TEXTAUSZUG:

☆ ☆ ☆

Risen 3: Titan Lords im Test

(Artikel)
Benjamin Strobel, 04. September 2014

Risen 3: Titan Lords im Test

Charmantes Rollenspiel für Genre-Fans

"Was ist besser als ein Magier?", fragt mich ein NPC in Risen 3. Bevor ich darüber ernsthaft nachdenken kann, gibt er selbst die Antwort: "Ein Magier mit Schrotflinte". Diese Pointe ist einfach und roh, aber hat irgendwie auch Charme. Dasselbe trifft auf Risen 3: Titan Lords als Spiel zu.

risen-3-boobies

Der Spieler übernimmt die Rolle eines namenlosen Piratenkapitäns, der mit seiner Schwester Patty an der Krabbenüste auf Schatzsuche ist. Der erste Kampf gegen Riesenratten hält Rollenspiel-Klischees ganz weit oben, dann aber kommt der frühe Twist: Anstelle eines Schatzes finden der Namenlose und seine unangenehm großbrüstige Schwester einen Schattenlord vor, der kurzerhand die Seele des Protagonisten aussaugt. Der Pirat wird noch auf der Insel begraben, bvor die Schwester ihrer Wege geht. Dann aber wird der Totgeglaubte vom Schamanen Bones mit Voodoo-Magie wieder aus dem Grabe geholt. Der Held reagiert stoisch auf den Verlust seiner Seele und nimmt mit mechanischer Routine die Suche auf, das Ding wiederzubeschaffen.

Eine Frage des Originals
Für gewöhnlich stelle ich alle meine Spiele auf Englisch, denn in fast allen Fällen ist das der Originalton. Hier wäre das ein Fehler, denn Risen 3: Titan Lords stammt von der deutschen Schmiede Piranha Bytes. So bestägt sich die Regel: der deutsche Originalton ist erheblich besser als die englische Übersetzung.
Mit einer kleinen Schaluppe und seinem neuen Freund Bones macht unser Pirat sich auf die Suche nach seiner Seele. Dabei hat der Spiele völlig freie Wahl, welche Insel er anfahren möchte und kann jederzeit wieder aufbrechen, um anderorts anzulegen. Die langweilige Linearität von Risen 2 macht hier spürbar Platz für die Freiheiten, die wir aus dem ersten Risen und seinen spirituellen Vorgängern, der Gothic-Reihe, kennen. Es geht nicht so weit, dass man die sieben Weltmeere frei durchsegeln kann, aber Schnellreisen von Insel zu Insel sind immer noch besser als ein leerer Ozean oder repetitive Nebenaufgaben der Marke Assassin's Creed IV. Mit fünf größeren Inseln bietet Risen 3 eine ansehnlich große Open World, in der es viel zu entdecken gibt. An jeder Ecke gibt es Missionen zu erfüllen, sei es bei Betrunkenen in der Taverne, von Jägern im Wald oder in Höhlen von Leuten, die einen Pilztrip schieben. Es mangelt Risen 3 nicht an Aufgaben und auch nicht an Spielzeit. Hier liegt auch der große Charme des Spiels, denn das Setting ist stimmig und so macht jede Erkundung der Welt einfach Spaß.

☆ ☆ ☆

GEZEIGTES MATERIAL:
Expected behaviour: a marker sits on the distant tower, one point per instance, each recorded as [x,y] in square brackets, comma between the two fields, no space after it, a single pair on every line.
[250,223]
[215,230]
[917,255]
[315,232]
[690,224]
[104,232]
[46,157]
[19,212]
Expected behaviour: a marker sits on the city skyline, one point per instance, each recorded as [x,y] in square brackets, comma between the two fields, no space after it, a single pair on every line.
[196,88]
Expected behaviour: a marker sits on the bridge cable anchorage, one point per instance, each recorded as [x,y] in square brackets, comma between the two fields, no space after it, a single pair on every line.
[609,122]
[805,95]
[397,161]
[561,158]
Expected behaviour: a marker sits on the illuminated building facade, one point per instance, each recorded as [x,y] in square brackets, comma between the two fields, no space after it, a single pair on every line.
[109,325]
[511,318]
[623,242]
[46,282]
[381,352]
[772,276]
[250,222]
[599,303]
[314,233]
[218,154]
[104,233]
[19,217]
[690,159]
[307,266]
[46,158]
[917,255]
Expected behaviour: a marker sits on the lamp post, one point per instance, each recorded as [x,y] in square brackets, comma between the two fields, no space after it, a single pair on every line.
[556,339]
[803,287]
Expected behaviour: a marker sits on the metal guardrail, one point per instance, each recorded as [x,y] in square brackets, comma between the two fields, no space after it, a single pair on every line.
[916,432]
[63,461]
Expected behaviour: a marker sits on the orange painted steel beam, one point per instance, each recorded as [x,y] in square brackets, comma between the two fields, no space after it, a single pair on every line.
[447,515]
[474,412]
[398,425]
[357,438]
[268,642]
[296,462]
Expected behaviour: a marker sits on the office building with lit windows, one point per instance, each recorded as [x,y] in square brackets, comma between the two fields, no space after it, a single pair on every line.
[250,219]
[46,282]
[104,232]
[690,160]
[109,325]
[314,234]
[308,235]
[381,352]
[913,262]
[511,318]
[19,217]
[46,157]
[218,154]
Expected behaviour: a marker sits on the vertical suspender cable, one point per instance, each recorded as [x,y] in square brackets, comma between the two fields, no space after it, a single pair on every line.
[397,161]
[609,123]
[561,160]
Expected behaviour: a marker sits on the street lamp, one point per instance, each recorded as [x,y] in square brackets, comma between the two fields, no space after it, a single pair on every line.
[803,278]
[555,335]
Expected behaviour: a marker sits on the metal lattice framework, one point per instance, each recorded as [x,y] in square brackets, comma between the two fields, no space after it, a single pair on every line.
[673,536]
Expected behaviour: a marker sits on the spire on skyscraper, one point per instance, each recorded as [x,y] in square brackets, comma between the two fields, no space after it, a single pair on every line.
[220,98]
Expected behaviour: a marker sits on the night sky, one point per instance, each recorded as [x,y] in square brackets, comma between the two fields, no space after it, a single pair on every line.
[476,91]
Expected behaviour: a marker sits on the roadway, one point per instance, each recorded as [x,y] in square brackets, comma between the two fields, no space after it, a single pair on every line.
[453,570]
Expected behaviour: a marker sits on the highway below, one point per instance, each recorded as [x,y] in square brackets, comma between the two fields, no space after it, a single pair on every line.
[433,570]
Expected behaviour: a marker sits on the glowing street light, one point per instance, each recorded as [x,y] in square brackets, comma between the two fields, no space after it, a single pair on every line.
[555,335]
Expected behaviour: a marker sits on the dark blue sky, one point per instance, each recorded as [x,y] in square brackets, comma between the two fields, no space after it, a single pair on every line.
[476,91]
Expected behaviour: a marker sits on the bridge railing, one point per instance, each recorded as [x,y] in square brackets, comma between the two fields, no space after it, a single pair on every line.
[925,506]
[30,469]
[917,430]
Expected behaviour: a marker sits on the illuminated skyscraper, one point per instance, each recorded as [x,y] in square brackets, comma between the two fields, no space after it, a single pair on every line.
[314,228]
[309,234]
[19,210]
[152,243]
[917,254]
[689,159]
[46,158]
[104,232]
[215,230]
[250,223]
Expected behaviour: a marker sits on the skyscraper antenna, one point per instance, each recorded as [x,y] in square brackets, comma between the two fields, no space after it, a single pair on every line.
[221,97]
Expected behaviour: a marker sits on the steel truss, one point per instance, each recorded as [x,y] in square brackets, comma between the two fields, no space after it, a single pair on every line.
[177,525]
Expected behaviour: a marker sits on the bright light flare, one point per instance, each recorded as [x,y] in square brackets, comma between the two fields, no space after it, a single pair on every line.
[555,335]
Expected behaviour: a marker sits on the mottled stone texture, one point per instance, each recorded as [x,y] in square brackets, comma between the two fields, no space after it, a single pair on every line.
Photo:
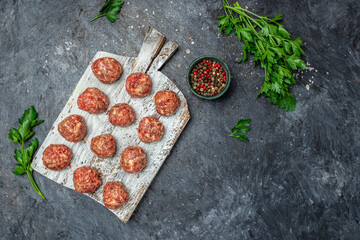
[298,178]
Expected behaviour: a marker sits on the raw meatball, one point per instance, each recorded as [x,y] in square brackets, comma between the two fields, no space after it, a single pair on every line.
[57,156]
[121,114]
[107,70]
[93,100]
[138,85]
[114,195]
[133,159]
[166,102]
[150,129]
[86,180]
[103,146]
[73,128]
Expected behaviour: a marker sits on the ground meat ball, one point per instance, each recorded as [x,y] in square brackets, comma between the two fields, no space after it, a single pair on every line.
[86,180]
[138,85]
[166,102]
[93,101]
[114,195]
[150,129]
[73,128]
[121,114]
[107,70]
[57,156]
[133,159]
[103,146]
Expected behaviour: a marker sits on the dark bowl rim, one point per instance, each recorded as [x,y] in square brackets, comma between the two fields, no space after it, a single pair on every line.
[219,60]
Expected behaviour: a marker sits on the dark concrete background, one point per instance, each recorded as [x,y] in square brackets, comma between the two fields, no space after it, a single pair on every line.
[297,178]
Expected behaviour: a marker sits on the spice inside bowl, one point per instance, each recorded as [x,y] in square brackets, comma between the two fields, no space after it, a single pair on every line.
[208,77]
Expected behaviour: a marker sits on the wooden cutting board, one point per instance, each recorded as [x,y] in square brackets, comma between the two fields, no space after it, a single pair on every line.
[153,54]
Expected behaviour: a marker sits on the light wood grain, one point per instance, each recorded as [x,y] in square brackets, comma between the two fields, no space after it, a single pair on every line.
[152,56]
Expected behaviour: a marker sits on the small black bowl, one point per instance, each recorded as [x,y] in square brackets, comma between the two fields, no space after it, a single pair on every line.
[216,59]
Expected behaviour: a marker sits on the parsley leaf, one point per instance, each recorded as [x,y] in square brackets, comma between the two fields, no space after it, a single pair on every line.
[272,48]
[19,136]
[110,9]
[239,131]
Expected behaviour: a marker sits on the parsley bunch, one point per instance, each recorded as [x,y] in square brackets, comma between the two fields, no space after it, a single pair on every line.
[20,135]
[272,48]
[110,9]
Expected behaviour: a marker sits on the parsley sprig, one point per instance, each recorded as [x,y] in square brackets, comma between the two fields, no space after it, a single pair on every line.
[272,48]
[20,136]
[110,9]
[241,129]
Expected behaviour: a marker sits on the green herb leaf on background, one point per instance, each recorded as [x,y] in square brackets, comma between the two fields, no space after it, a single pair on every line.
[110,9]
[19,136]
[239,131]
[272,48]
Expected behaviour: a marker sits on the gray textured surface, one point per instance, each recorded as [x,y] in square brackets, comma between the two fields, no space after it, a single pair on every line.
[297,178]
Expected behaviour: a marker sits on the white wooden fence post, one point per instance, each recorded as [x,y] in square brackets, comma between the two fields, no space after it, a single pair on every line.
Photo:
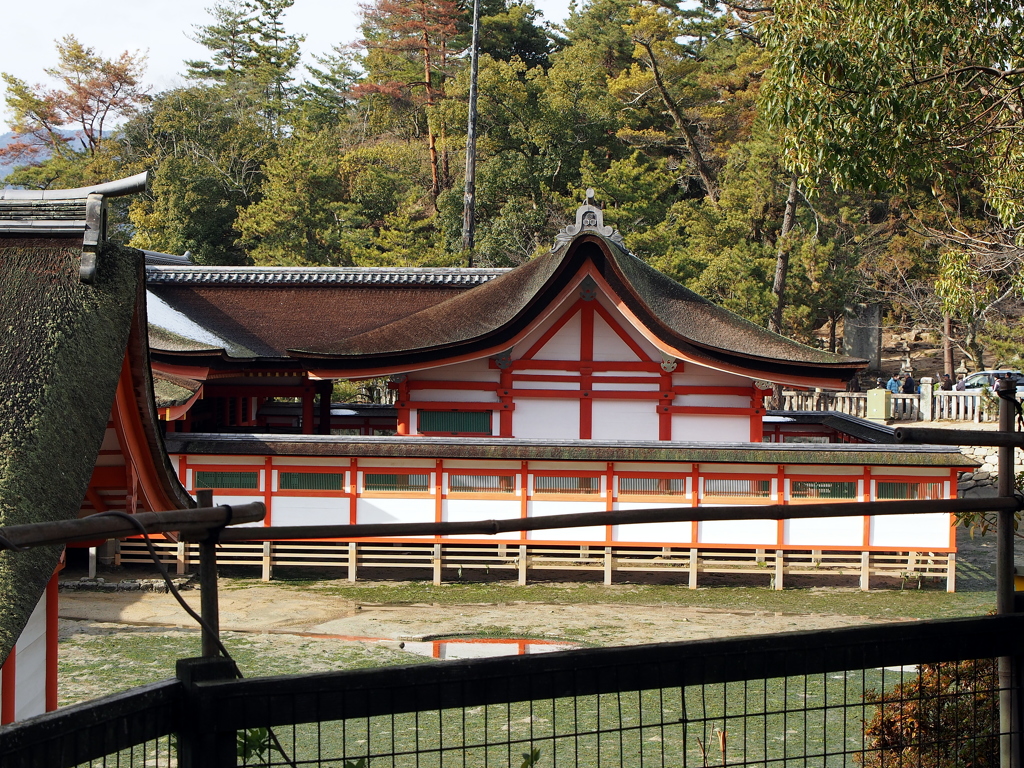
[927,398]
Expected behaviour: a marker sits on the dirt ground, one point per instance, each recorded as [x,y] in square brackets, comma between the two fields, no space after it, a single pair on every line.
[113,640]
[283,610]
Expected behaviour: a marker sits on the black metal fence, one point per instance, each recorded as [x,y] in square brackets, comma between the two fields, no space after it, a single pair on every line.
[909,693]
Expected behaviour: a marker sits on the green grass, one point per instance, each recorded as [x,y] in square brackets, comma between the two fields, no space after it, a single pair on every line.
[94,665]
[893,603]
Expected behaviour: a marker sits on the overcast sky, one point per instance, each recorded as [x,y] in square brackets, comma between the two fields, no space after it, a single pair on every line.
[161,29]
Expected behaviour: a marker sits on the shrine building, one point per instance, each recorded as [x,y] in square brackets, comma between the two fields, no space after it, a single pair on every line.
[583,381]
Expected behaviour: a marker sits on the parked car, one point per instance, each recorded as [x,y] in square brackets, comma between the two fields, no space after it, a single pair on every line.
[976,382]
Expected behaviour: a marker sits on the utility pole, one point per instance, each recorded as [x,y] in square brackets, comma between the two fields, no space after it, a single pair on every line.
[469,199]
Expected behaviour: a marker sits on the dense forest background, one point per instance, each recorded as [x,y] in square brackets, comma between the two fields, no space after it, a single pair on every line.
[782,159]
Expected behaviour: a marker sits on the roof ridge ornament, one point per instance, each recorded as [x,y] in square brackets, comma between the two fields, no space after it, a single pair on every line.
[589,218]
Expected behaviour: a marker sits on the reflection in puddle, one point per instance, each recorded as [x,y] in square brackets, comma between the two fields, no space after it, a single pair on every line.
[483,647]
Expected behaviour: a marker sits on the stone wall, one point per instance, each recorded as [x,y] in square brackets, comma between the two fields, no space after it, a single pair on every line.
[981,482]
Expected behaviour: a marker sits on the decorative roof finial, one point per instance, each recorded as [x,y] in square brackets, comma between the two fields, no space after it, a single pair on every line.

☆ ☆ ☆

DEINE AUFGABEN:
A. Wie viele größere Inseln bietet Risen 3 laut dem Testbericht?
B. Gib den Testbericht zu Risen 3 von „Charmantes Rollenspiel für“ bis „als Spiel zu.“ wortgetreu wieder.
C. Schreib den Testbericht zu Risen 3 im selben Ton ab seinem letzten Satz weiter.
Die Zeilen sind vom Testbericht zu Risen 3 unabhängiges Material.

LÖSUNGEN:
A. Fünf.

B.
Charmantes Rollenspiel für Genre-Fans

"Was ist besser als ein Magier?", fragt mich ein NPC in Risen 3. Bevor ich darüber ernsthaft nachdenken kann, gibt er selbst die Antwort: "Ein Magier mit Schrotflinte". Diese Pointe ist einfach und roh, aber hat irgendwie auch Charme. Dasselbe trifft auf Risen 3: Titan Lords als Spiel zu.

C.
risen-3-dialogue

Obwohl die Grafikstandards kaum über den von Risen liegen, ist die Welt von Risen 3 abwechslungsreich und atmosphärisch. In jedem Winkel gibt es etwas zu entdecken: Schatztruhen, eine seltene Pflanze, die Attribute erhöht oder Bücher und Schatzkarten, die neue Quests einbringen. Auch Feindespack lauert überall, zumeist in Form wilder Tiere oder aggressiven Schattenwesen. Das Kampfsystem schlägt sich besser als der Vorgänger, hat aber noch immer mit hakeligen Animationen und einer anfangs rohen Mechanik zu kämpfen. Das Hacken bekommt neue Tiefe, indem viele Aktionen jetzt das richtige Timing erfordern. Zu Beginn kann man allerdings nur eine Combo aus drei Angriffen entfalten oder den Angriffsknopf halten, um die Attacke aufzuladen. Später gesellen sich neue Kniffe dazu wie das Parieren, das auch im rechten Moment eingesetzt werden muss, kurz bevor man einen Treffer kassiert. Es ist allerdings wirklich schade, dass man die interessanten Mechaniken erst später dazu kaufen muss.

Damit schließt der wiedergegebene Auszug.